## Problem details
Look through the lines below for the word "beam", and copy every line that has it.

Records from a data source
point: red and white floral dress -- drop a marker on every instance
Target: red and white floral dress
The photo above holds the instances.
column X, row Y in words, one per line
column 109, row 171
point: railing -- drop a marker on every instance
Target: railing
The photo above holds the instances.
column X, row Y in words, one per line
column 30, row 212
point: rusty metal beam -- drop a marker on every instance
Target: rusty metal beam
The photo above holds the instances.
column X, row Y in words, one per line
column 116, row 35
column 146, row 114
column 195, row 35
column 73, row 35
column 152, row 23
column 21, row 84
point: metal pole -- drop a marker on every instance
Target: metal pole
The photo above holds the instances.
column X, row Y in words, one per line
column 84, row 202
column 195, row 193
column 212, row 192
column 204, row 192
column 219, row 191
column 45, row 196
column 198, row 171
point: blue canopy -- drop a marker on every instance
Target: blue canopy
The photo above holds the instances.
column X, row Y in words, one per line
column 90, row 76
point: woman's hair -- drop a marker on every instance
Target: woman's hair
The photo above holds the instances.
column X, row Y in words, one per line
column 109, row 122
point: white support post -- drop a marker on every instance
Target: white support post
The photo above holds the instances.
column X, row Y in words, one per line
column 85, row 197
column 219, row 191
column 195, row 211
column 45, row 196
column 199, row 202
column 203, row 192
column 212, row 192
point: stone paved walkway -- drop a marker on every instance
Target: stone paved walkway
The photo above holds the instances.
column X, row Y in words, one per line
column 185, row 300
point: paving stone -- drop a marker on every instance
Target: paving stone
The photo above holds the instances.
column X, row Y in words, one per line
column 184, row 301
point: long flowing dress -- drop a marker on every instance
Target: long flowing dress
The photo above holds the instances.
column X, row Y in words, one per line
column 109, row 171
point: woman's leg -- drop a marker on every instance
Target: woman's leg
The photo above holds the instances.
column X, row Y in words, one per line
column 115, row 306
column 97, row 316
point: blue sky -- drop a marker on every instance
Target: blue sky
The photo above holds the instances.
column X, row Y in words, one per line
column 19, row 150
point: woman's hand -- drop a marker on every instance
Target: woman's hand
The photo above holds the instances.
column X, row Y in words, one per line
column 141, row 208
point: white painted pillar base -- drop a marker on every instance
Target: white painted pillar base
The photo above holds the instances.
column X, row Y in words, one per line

## Expected output
point: rusty metal beam -- drop a marker on every instance
Target: rusty metal beam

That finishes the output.